RECORDS FOR THE EXERCISE:

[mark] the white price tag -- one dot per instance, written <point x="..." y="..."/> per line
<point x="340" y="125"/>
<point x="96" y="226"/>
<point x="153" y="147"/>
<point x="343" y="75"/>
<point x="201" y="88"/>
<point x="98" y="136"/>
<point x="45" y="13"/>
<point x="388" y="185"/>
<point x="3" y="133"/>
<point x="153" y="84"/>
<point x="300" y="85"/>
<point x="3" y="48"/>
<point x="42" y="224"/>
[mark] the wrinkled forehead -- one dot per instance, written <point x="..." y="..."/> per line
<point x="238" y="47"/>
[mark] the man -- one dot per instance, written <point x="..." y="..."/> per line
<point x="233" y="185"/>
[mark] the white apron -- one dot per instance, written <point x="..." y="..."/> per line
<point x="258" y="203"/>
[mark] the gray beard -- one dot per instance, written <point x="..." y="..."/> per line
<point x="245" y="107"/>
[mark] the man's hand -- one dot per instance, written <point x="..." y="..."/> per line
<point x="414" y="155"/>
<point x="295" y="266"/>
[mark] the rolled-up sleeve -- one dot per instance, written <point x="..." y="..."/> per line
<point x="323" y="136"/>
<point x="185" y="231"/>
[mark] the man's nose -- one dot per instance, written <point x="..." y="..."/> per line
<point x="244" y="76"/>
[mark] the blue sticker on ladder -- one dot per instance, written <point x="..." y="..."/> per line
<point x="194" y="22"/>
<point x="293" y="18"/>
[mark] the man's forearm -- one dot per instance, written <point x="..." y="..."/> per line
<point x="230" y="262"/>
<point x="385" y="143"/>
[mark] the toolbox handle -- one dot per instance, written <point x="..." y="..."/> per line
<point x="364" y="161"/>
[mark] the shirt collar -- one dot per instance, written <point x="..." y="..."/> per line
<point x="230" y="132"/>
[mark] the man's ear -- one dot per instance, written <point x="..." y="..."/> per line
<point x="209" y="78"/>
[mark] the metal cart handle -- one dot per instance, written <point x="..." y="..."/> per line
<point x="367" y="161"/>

THE REQUEST: Please reproduce every entry above word for word, changing nothing.

FULL ANSWER:
[mark] the white price tag -- one dot per instance, written <point x="..." y="..."/> per line
<point x="340" y="125"/>
<point x="96" y="226"/>
<point x="153" y="147"/>
<point x="343" y="75"/>
<point x="201" y="88"/>
<point x="98" y="136"/>
<point x="45" y="13"/>
<point x="388" y="185"/>
<point x="3" y="133"/>
<point x="153" y="84"/>
<point x="300" y="85"/>
<point x="3" y="48"/>
<point x="42" y="224"/>
[mark] the wrinkled forehead -- one dot per instance, written <point x="..." y="..."/> per line
<point x="238" y="47"/>
[mark] the man -- one dot per instance, written <point x="..." y="..."/> per line
<point x="233" y="185"/>
[mark] the white apron -- one dot per instance, written <point x="..." y="..."/> per line
<point x="258" y="203"/>
[mark] the gray beard -- one dot per instance, written <point x="..." y="..."/> per line
<point x="245" y="107"/>
[mark] the man's hand -- one dot per instance, written <point x="..." y="..."/> per line
<point x="414" y="155"/>
<point x="295" y="266"/>
[mark] the rolled-up sleeve -- one dot per instance, written <point x="..." y="..."/> per line
<point x="323" y="136"/>
<point x="185" y="231"/>
[mark] the man's nose -- one dot per instance, written <point x="..." y="..."/> per line
<point x="244" y="76"/>
[mark] the blue sticker on ladder -- one dot per instance, written <point x="..." y="..."/> per line
<point x="194" y="22"/>
<point x="293" y="18"/>
[mark] the man's forearm -- one dot per instance, written <point x="..." y="..."/> per line
<point x="230" y="262"/>
<point x="385" y="143"/>
[mark] the toolbox handle -- one dot per instance, written <point x="..." y="..."/> per line
<point x="364" y="161"/>
[mark] the shirt collar -- one dot per instance, written <point x="..." y="..."/> per line
<point x="230" y="132"/>
[mark] the man's ear -- one dot per instance, written <point x="..." y="..."/> per line
<point x="209" y="78"/>
[mark] the metal cart handle -- one dot per instance, written <point x="..." y="..."/> per line
<point x="367" y="161"/>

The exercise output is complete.